“You see wild bumblebees, in particular, rolling about in ecstasy, tumbling with abandon, and picking the pollen up all over their furry bodies.”
So said Christopher Lloyd in the tiny book Gardens — a collection of brief garden wisdom.
From 10 a.m. to 3:30 p.m. on Sat., Feb. 4 at the Qualicum Beach Civic Centre, the 10th annual Seedy Saturday will kick-start spring while bringing you garden wisdom, with this year’s theme, “10 Years of Growing: Buzzing Right Along.”
As you will have guessed by now, it’s a day for the bees and their fellow pollinators, along with the usual wonders always on tap.
Seed swap tables, savvy speakers who really know of which they garden, vendors of seeds and all things garden-ish, draw prizes from a mini greenhouse for getting things off to a good start to a Jolda vase for displaying the results, farmers’ market, youngsters’ Shoots with Roots, and the Seedy Café to keep up your strength for the occasion … all these await your attention on Saturday.
And … you can get a head start on Friday evening at 7 p.m. (if you get to the Windsor Room early) by hearing author/entomologist Linda Gilkeson’s presentation Troubleshooting Town Hall: Get Ready for your 2012 Garden.
In recent media releases you will have found the details on these other knowledgeable speakers.

Stored data entries:
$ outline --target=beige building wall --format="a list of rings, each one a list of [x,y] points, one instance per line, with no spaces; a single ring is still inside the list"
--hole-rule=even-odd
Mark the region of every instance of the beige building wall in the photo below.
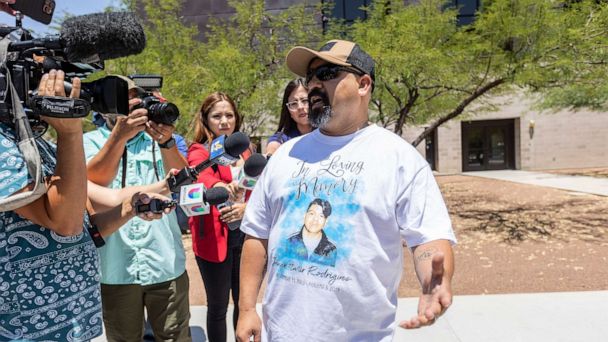
[[[540,112],[530,104],[530,101],[514,98],[496,112],[466,120],[514,119],[516,169],[608,166],[608,113],[589,110]],[[408,129],[404,136],[412,141],[417,131],[418,128]],[[437,171],[462,172],[461,121],[439,127],[436,144]],[[424,146],[419,151],[424,155]]]

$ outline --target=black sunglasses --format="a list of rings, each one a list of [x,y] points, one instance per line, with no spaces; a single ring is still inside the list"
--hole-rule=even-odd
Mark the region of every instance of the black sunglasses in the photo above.
[[[306,73],[306,86],[308,86],[310,81],[312,81],[312,79],[315,77],[321,82],[333,80],[334,78],[338,77],[340,71],[349,72],[358,76],[363,76],[365,74],[360,70],[350,67],[335,64],[324,64],[314,70],[309,70]]]

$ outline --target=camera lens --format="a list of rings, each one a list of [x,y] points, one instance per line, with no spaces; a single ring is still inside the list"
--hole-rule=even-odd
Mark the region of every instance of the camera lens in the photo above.
[[[179,117],[179,109],[170,102],[154,103],[148,108],[150,120],[156,123],[173,125]]]

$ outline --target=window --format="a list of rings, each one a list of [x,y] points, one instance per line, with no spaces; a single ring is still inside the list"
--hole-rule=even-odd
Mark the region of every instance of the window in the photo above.
[[[325,0],[324,3],[333,5],[329,17],[343,19],[347,24],[352,24],[357,19],[367,19],[367,12],[361,7],[369,6],[372,0]],[[327,21],[323,21],[326,29]]]

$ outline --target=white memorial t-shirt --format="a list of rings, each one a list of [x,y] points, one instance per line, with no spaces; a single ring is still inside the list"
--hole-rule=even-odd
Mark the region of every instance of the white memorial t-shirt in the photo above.
[[[313,202],[329,214],[311,254],[302,232]],[[375,125],[339,137],[315,130],[283,144],[241,230],[268,239],[265,341],[389,341],[402,238],[410,247],[456,241],[426,161]]]

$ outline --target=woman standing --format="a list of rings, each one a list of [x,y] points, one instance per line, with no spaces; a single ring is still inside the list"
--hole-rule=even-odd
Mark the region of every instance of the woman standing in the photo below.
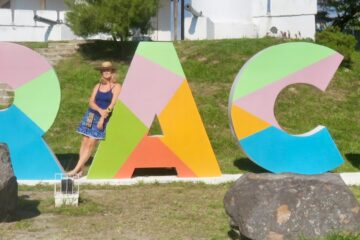
[[[89,160],[98,140],[105,138],[106,125],[120,94],[121,85],[116,83],[111,62],[103,62],[100,67],[101,79],[96,84],[77,132],[83,135],[79,151],[79,161],[68,176],[82,175],[85,163]]]

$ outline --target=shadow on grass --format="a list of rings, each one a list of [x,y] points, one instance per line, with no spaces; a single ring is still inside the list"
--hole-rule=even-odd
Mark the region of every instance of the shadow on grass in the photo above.
[[[139,42],[93,41],[83,43],[79,53],[89,60],[110,60],[130,63]]]
[[[29,218],[34,218],[40,215],[38,206],[39,200],[29,199],[28,195],[22,195],[18,197],[16,212],[3,219],[4,222],[17,222]]]
[[[347,153],[345,157],[349,162],[356,168],[360,169],[360,154],[358,153]]]
[[[256,165],[249,158],[239,158],[234,161],[234,166],[238,169],[252,173],[268,173],[266,169]]]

→ **Exercise brief**
Reproduce the stretch of the Seedy Saturday article from "Seed swap tables, savvy" through "other knowledgeable speakers.", word for word. Rely only on the Seedy Saturday article, not on the listing.

→ **The result**
Seed swap tables, savvy speakers who really know of which they garden, vendors of seeds and all things garden-ish, draw prizes from a mini greenhouse for getting things off to a good start to a Jolda vase for displaying the results, farmers’ market, youngsters’ Shoots with Roots, and the Seedy Café to keep up your strength for the occasion … all these await your attention on Saturday.
And … you can get a head start on Friday evening at 7 p.m. (if you get to the Windsor Room early) by hearing author/entomologist Linda Gilkeson’s presentation Troubleshooting Town Hall: Get Ready for your 2012 Garden.
In recent media releases you will have found the details on these other knowledgeable speakers.